Objetivo del ejercicio: Identifica cada línea de los registros en la que aparezca la palabra "black" y cópiala completa, distinguiendo entre mayúsculas y minúsculas.

-----

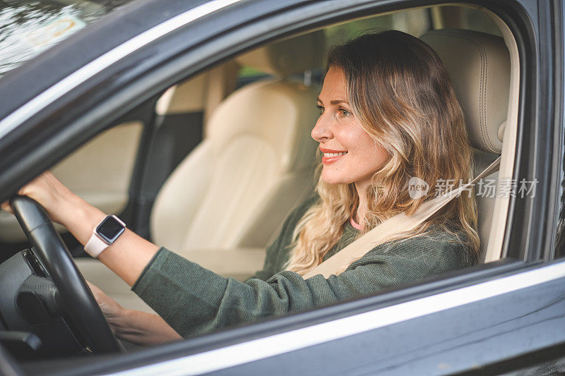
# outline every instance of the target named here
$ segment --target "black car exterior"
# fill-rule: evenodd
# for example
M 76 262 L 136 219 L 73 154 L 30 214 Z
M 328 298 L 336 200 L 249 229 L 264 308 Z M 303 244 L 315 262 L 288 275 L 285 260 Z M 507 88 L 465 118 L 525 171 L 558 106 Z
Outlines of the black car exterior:
M 109 123 L 215 62 L 333 21 L 436 3 L 157 0 L 129 4 L 0 80 L 0 201 Z M 564 10 L 557 1 L 469 4 L 496 13 L 517 41 L 521 87 L 514 171 L 518 178 L 539 181 L 535 197 L 511 200 L 504 259 L 376 296 L 130 354 L 20 364 L 0 348 L 0 371 L 429 375 L 551 370 L 565 357 L 565 261 L 559 258 L 565 241 Z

-----

Salida completa:
$ segment --target "black car exterior"
Outlines of the black car exterior:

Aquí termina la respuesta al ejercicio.